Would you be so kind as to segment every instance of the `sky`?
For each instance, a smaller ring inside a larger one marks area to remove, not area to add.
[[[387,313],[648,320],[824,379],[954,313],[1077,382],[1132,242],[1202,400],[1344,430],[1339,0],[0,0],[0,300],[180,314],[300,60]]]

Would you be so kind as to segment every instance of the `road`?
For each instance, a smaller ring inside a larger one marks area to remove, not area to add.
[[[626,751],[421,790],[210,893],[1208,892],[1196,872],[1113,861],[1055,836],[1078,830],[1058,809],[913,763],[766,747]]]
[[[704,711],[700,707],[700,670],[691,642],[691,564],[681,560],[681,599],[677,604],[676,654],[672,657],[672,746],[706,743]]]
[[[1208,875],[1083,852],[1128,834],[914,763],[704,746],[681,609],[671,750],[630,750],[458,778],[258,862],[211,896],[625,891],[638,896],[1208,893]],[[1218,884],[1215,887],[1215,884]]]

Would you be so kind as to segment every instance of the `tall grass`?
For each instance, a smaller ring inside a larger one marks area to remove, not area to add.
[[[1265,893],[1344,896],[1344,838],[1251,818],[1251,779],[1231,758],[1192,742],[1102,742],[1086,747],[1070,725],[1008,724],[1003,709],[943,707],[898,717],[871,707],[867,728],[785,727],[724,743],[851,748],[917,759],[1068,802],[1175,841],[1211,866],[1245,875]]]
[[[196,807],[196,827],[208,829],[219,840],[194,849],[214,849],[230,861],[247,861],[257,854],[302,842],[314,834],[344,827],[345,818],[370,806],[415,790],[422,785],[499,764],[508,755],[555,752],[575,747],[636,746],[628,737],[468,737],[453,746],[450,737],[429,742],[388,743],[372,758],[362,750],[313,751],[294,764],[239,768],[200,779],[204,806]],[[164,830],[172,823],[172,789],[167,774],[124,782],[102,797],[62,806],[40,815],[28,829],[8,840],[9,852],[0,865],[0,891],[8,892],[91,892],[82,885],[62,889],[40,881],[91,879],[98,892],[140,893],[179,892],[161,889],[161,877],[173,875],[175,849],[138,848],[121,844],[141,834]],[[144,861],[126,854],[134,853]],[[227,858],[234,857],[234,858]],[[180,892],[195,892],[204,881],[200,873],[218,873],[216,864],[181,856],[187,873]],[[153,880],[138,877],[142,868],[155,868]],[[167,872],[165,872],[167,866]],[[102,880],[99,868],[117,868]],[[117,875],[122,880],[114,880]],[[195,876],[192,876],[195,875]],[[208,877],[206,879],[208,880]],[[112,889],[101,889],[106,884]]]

※ ※ ※

Find each line in the material above that contains the word "Would", treating uppercase and lowercase as different, and copy those lines.

Would you be so kind as to segment every instance of the `sky`?
Would you be so kind as to segment every instance of the `road`?
Would you be so kind as to segment every instance of the `tall grass`?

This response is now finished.